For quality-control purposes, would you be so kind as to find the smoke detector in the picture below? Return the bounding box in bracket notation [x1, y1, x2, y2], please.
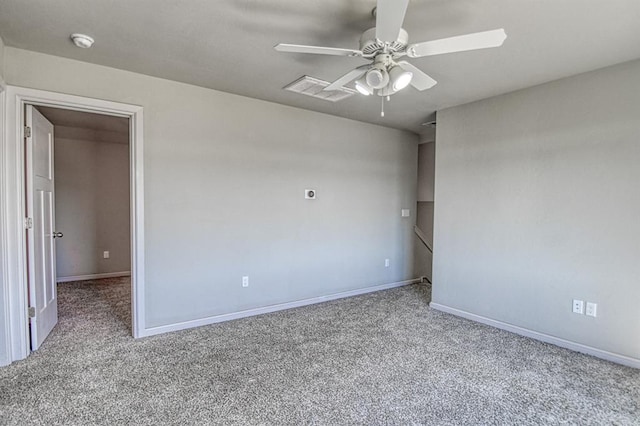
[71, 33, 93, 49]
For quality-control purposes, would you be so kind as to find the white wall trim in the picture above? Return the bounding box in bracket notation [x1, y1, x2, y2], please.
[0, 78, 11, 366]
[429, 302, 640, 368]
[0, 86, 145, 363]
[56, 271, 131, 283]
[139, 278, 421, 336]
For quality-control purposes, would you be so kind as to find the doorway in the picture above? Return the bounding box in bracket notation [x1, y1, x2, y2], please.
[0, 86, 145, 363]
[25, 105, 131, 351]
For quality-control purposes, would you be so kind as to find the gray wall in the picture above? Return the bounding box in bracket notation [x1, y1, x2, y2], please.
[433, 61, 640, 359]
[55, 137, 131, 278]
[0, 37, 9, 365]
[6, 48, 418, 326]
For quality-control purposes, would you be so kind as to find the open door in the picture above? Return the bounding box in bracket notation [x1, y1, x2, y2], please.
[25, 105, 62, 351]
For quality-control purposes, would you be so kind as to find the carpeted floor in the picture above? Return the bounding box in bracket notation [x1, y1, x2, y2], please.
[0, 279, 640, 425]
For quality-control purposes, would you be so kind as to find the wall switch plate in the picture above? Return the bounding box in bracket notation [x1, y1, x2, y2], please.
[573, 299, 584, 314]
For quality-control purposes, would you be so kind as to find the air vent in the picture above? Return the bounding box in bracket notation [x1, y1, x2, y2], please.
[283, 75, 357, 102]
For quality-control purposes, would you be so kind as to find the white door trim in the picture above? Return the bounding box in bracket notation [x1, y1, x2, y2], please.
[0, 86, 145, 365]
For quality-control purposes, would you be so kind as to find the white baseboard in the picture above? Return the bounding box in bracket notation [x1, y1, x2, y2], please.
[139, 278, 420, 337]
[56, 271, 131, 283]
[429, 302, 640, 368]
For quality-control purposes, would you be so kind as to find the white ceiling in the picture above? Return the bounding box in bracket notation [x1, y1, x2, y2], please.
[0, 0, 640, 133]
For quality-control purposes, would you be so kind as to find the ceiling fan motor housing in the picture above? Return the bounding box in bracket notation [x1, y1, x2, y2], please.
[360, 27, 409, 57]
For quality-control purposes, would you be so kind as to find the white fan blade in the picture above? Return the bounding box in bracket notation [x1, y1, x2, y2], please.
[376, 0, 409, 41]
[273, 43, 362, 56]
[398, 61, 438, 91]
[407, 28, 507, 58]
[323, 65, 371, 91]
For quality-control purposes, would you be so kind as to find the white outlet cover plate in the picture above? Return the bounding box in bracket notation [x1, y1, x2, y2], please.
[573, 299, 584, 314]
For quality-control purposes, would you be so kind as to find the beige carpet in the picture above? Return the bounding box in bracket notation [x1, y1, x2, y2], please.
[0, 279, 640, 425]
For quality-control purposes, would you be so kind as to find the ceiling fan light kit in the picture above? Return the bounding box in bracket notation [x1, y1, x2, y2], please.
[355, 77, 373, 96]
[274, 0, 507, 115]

────────────────────

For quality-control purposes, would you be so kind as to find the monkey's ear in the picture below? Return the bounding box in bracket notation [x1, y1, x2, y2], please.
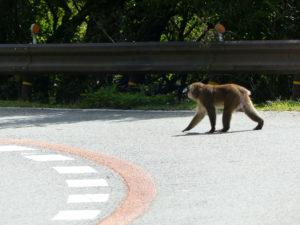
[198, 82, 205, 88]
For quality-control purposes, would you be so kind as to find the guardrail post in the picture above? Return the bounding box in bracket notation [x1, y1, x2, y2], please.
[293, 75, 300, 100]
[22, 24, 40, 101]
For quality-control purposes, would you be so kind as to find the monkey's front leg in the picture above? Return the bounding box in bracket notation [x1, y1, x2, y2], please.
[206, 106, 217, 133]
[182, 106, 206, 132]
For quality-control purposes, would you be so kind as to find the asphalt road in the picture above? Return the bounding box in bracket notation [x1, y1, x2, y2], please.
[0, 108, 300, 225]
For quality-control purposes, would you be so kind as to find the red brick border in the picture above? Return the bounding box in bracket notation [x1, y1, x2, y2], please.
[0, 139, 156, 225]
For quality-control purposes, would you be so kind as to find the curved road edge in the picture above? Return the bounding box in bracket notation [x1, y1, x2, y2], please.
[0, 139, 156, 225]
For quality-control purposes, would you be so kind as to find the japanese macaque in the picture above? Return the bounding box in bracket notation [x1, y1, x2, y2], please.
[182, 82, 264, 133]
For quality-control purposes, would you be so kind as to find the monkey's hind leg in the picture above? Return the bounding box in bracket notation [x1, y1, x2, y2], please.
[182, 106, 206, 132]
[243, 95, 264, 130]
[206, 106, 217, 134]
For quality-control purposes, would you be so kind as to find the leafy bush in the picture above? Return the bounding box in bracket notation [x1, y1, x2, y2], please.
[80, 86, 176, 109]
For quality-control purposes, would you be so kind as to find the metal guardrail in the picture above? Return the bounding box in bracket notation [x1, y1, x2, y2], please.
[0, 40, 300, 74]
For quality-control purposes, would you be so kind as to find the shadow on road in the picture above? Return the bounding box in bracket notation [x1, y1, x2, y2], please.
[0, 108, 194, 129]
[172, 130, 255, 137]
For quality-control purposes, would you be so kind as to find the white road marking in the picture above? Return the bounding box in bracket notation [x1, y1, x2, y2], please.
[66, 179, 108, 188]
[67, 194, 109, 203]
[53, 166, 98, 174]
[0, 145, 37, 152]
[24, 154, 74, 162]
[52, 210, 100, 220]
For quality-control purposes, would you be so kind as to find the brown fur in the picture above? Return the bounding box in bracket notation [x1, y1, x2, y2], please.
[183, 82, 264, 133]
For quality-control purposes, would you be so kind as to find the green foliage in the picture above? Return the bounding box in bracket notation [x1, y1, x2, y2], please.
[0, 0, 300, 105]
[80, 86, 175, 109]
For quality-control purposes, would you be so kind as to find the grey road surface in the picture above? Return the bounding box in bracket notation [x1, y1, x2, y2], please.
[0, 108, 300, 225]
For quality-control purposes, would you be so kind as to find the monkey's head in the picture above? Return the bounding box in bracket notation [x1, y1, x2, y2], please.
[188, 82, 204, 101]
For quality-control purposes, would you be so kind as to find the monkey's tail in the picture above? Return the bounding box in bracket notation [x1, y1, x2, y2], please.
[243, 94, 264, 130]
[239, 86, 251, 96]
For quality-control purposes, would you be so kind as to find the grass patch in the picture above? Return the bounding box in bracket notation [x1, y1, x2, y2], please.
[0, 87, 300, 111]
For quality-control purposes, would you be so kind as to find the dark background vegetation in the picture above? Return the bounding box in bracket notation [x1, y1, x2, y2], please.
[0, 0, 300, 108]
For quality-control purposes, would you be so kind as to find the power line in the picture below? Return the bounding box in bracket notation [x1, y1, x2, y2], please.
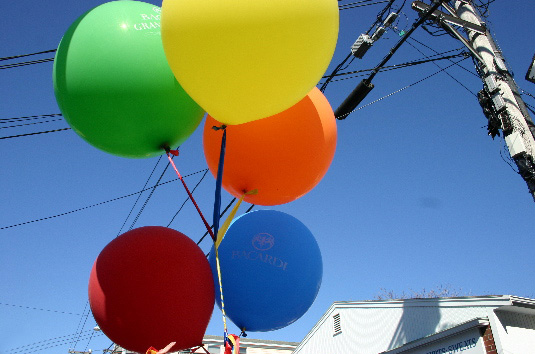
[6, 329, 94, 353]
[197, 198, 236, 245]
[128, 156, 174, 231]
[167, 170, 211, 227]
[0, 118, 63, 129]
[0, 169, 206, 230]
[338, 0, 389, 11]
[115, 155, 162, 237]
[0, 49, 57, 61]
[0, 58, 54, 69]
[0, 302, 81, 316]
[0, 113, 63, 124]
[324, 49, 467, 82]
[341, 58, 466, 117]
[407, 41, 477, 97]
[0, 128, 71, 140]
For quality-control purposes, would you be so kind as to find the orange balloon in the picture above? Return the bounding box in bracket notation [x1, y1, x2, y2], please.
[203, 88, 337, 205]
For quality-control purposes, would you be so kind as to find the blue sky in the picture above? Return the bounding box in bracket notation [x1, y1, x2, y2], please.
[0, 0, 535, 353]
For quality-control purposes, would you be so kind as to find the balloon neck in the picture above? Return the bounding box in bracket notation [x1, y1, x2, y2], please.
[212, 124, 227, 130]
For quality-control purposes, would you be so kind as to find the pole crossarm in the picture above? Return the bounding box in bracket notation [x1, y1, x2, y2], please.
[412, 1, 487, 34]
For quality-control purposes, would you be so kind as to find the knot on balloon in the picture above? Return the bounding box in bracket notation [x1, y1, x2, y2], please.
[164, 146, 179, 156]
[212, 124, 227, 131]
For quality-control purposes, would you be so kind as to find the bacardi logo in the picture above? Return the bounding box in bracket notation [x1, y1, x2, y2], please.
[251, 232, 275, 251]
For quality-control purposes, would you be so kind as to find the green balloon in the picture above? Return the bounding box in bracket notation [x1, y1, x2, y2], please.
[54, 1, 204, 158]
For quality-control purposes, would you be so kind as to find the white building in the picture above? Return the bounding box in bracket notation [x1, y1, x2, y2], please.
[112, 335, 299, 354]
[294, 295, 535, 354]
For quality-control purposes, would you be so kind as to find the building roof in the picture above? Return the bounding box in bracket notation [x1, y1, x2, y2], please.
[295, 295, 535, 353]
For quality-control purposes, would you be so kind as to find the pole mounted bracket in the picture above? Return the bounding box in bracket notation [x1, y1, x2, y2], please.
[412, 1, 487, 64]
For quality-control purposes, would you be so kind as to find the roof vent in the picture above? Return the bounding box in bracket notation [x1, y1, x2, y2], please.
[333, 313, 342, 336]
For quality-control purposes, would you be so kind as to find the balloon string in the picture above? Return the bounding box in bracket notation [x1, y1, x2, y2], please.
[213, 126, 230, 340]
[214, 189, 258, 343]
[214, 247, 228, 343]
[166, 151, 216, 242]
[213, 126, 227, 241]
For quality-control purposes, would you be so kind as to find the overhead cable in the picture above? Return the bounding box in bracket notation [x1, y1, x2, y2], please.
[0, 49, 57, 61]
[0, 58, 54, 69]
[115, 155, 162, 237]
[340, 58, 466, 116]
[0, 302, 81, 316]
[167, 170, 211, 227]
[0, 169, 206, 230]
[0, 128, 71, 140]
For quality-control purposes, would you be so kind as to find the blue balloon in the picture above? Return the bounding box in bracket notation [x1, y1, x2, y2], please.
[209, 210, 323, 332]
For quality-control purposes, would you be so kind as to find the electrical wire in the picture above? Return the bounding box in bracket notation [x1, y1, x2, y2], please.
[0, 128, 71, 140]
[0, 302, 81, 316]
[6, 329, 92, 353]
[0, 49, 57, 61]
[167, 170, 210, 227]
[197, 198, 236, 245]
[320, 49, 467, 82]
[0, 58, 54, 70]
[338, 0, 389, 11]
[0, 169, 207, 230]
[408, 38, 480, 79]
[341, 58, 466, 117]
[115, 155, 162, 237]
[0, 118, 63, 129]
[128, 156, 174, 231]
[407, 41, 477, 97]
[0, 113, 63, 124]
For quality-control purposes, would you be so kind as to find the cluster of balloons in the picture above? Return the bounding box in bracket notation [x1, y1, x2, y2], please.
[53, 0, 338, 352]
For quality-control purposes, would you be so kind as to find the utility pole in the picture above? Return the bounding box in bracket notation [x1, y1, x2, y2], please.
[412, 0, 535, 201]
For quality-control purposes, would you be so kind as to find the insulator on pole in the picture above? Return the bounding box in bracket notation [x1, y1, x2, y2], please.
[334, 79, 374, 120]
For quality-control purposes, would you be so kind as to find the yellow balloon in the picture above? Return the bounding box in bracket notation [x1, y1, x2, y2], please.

────────────────────

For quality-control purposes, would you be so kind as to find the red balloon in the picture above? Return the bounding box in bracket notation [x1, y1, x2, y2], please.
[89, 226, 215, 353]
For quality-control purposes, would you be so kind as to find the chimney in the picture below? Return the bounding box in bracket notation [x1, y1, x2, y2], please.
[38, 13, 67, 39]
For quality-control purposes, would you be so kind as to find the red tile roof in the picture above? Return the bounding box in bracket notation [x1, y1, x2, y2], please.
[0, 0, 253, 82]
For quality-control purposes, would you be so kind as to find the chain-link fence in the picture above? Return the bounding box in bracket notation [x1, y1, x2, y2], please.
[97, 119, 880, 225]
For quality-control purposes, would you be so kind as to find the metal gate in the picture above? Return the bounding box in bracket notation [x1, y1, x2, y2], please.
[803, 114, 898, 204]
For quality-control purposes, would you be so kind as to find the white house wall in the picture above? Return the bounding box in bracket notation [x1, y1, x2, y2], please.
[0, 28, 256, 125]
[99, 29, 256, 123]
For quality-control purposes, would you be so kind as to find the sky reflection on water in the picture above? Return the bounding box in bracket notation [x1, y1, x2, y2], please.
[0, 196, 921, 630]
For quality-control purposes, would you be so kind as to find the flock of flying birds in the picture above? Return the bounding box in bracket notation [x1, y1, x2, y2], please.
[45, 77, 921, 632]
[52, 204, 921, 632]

────────────────────

- _WHAT YOU HAVE TO DO_:
Substitute "fence post" for "guardrail post" in the material between the line holding "the monkey's ear" and the line holding "[22, 24, 40, 101]", inclusive, and give those lines again with nothing else changed. Leave the picture out of your answer.

- _TASK ANSWER_:
For quality-control purposes, would you be so kind as to find the monkey's ear in the picture below? Return the bounding box in bracket notation [x1, y1, x2, y2], please.
[198, 82, 205, 88]
For quality-control purposes, would you be so kind as to find the fence post in the picture above? Return the bounding box in bracket notation [x1, y1, x2, y2], please.
[293, 75, 300, 100]
[22, 24, 40, 101]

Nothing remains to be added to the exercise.